What the exercise asks -> Scale all the entries by 1.2: reproduce every line, requests included, multiplying each coordinate and each viewBox dimension in the answers by 1.2 and rounding to whole numbers, with halves rounded up.

• • • • • • •

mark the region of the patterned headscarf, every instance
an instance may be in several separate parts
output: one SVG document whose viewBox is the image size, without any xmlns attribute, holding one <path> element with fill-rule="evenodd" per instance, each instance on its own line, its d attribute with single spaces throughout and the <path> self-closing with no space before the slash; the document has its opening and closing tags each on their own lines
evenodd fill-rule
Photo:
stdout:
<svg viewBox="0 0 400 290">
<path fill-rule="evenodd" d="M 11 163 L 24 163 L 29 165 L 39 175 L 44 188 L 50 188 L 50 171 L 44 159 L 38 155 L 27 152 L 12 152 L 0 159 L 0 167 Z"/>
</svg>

• • • • • • •

Solved problem ->
mark the region of the patterned headscarf, every instance
an instance may be in several separate parts
output: one SVG document whose viewBox is the image size, without any xmlns attribute, holding one <path> element with fill-rule="evenodd" per instance, each instance on its own line, its d attribute with single spaces throughout and the <path> self-closing with no space before the slash; the document has its opening and closing tags each on their own lines
evenodd fill-rule
Photo:
stdout:
<svg viewBox="0 0 480 348">
<path fill-rule="evenodd" d="M 13 196 L 29 196 L 35 198 L 47 210 L 53 226 L 60 226 L 60 205 L 53 191 L 46 186 L 32 182 L 14 182 L 0 191 L 0 200 Z"/>
</svg>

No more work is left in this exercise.